## What is expected
Locate each line in the material that contains the string "house" with the same capitalization, and copy those lines.
** Start Material shown **
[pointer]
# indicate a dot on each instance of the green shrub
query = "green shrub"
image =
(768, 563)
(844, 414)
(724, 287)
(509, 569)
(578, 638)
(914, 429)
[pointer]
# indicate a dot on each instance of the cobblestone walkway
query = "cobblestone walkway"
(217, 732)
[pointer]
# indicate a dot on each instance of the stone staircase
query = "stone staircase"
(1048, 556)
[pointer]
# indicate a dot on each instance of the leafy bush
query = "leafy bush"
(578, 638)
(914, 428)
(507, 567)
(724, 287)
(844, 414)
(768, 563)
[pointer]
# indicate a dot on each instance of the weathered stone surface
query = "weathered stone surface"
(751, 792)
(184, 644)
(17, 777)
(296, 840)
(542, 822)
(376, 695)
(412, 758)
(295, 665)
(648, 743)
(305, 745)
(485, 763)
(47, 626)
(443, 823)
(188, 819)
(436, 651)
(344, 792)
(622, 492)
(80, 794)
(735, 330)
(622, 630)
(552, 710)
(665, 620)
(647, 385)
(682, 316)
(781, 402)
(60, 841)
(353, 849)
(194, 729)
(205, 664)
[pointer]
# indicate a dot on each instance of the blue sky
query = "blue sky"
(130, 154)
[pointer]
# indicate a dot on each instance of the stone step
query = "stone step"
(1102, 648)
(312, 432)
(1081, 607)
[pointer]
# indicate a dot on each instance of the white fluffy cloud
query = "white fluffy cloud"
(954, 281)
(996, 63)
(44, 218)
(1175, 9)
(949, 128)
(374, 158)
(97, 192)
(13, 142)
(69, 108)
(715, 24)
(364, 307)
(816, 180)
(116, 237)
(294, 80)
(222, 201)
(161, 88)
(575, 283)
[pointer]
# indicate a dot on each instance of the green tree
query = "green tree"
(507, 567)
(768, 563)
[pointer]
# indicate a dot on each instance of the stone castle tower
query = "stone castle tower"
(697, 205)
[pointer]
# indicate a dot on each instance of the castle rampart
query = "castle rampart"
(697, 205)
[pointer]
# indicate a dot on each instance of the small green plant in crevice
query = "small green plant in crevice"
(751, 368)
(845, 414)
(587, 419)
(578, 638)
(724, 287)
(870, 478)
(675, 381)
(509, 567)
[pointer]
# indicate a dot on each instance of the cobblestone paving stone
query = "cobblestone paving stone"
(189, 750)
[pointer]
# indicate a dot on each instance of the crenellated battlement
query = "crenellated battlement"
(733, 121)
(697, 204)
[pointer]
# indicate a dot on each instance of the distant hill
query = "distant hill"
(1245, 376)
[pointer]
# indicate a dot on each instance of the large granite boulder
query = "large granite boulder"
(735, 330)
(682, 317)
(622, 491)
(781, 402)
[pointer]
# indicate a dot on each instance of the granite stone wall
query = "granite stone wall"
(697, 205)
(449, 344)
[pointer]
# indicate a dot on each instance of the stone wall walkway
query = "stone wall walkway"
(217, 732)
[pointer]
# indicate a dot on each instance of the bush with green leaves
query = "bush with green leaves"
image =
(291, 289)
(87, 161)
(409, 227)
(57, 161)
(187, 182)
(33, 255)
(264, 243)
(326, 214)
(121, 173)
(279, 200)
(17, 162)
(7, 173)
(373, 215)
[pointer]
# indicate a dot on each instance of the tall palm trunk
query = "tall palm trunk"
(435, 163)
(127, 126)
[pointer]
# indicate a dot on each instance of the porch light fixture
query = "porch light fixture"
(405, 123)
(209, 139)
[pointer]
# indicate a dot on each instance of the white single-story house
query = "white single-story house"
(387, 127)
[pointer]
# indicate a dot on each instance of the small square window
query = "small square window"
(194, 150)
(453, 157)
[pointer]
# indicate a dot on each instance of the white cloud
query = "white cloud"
** End Material shown **
## Written answer
# indicate a dot on each instance of the white single-story house
query = "white single-story house"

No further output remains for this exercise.